The request> Please find each line in the material below that contains the word "cricket" and copy those lines out.

Data provided>

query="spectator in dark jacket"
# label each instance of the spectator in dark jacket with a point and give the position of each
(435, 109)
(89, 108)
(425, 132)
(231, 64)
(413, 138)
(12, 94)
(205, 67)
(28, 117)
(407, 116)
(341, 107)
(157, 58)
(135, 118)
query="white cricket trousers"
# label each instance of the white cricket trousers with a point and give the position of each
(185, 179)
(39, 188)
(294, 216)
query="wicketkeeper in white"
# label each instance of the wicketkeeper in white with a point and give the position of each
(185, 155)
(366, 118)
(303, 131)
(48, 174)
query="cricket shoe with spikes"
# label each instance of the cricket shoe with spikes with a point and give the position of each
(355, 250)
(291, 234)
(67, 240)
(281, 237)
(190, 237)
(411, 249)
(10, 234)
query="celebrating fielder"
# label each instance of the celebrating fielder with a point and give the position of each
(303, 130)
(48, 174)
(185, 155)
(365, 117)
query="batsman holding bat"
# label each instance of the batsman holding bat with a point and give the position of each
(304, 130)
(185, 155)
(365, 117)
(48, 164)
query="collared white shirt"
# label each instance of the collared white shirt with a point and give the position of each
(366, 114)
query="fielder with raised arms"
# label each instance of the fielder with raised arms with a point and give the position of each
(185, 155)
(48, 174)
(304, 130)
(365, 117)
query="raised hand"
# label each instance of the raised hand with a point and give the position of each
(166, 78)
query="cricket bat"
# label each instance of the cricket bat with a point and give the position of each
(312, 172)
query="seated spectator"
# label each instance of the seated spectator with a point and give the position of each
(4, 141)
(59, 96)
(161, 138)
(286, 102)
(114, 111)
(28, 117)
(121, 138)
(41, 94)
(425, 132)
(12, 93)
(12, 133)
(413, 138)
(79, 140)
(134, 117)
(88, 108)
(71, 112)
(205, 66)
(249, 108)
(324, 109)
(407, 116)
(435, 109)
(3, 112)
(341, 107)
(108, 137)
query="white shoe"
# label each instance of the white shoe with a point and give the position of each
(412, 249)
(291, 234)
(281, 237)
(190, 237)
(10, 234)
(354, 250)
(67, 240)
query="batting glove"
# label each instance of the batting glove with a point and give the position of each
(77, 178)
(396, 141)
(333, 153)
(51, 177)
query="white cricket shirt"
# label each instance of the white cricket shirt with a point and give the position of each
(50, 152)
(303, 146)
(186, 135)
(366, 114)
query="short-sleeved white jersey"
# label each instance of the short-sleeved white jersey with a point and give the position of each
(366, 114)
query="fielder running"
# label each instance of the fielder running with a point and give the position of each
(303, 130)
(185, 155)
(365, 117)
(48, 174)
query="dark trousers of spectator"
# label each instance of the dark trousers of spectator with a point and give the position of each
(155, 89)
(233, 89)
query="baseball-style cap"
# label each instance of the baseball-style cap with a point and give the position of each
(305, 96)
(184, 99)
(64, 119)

==

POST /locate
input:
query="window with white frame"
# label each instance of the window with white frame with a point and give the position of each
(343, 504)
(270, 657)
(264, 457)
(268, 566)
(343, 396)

Response>
query="white cricket trousers"
# label each instance of the white cricket trousers with a point and give the position of each
query="cricket shoe with spikes"
# label each instance of the cricket shoe with spikes with a point and give the position of each
query="cricket bat"
# label each instance of the cricket bat with a point and give the position of each
query="white cricket shirt"
# label each instance of the white cricket shirt with a point and give the position of each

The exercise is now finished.